--- Information ---

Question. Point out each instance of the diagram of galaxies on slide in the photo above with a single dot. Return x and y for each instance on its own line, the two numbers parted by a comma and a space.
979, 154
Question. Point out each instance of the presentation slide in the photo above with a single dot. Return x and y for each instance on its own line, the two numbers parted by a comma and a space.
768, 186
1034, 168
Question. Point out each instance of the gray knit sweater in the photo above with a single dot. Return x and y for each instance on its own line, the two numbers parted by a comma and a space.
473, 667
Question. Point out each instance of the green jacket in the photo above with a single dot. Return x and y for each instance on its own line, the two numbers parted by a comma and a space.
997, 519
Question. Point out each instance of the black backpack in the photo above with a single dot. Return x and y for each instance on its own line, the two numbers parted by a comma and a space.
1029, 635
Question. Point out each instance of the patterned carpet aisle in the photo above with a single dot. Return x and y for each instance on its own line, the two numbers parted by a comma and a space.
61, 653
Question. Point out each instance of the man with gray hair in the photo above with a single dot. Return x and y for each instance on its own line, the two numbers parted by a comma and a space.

---
--- Information ---

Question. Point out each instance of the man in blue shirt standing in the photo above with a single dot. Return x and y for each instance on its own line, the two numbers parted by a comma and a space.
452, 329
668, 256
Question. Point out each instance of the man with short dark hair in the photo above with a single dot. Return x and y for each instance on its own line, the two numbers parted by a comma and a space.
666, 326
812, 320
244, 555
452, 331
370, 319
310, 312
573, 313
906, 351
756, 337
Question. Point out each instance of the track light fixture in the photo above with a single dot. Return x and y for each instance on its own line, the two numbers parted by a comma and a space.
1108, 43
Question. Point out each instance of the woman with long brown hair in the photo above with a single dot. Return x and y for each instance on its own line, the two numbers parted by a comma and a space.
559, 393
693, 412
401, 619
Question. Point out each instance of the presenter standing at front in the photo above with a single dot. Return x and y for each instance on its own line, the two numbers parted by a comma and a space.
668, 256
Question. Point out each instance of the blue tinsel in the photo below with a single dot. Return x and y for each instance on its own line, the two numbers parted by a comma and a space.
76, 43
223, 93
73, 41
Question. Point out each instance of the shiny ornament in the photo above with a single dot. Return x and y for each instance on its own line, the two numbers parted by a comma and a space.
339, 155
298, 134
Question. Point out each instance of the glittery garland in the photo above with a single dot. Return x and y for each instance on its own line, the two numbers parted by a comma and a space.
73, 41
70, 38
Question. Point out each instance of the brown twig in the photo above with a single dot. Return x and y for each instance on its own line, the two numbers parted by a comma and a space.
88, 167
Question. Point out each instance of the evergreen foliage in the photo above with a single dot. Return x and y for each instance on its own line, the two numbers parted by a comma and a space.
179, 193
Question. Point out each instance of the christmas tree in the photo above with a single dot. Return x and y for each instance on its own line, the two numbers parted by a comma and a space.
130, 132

---
--- Information ---

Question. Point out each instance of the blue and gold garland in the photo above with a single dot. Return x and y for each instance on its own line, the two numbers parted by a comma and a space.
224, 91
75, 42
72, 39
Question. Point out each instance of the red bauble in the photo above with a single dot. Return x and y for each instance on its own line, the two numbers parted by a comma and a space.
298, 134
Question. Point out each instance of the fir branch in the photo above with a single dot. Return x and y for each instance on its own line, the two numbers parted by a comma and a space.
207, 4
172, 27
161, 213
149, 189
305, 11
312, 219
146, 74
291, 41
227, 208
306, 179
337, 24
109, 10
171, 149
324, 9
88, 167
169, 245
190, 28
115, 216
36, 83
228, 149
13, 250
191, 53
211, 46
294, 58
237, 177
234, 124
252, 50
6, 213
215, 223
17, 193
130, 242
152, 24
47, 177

---

→ **Directions for this task**
What is needed is an exact copy of the lines above, from the one containing "Question. Point out each instance of the diagram" through the one containing "Question. Point out each instance of the man with gray", with nothing added.

→ **Result for this exercise**
Question. Point out each instance of the diagram of galaxies on slide in the photo above with a single dot. Return x and y for each instance on its own line, the two numbers parted by a comma and a space.
979, 154
Question. Point out each instance of the presentation slide in the photo above with a single dot. Return x and y for each instance on its own line, the two numbers parted by a comma and a space.
768, 186
1034, 168
Question. Point out each instance of the gray knit sweater in the photo above with a single dot. Return x and y for each instance on its own line, the two numbers parted by a comma and a space.
473, 667
Question. Point out each instance of the green jacket in the photo above with a single dot. Return x and y for each instance on its own line, the two numbers parted by a comma and a space.
997, 519
Question. Point out each instance of the black backpack in the photo above with a single dot. Return x and y for each instance on its own line, the two numbers parted by a comma and a space.
1029, 635
Question. Point out each instance of the patterned carpet aisle in the photo above with a single dot. Return x and y for each instance on its own line, the two numbers parted by a comma and a space.
61, 653
Question. Point out each instance of the man with gray hair in the photo above with a single dot. Return x and y for each instance on its own line, the two numbers parted by a comma and a space.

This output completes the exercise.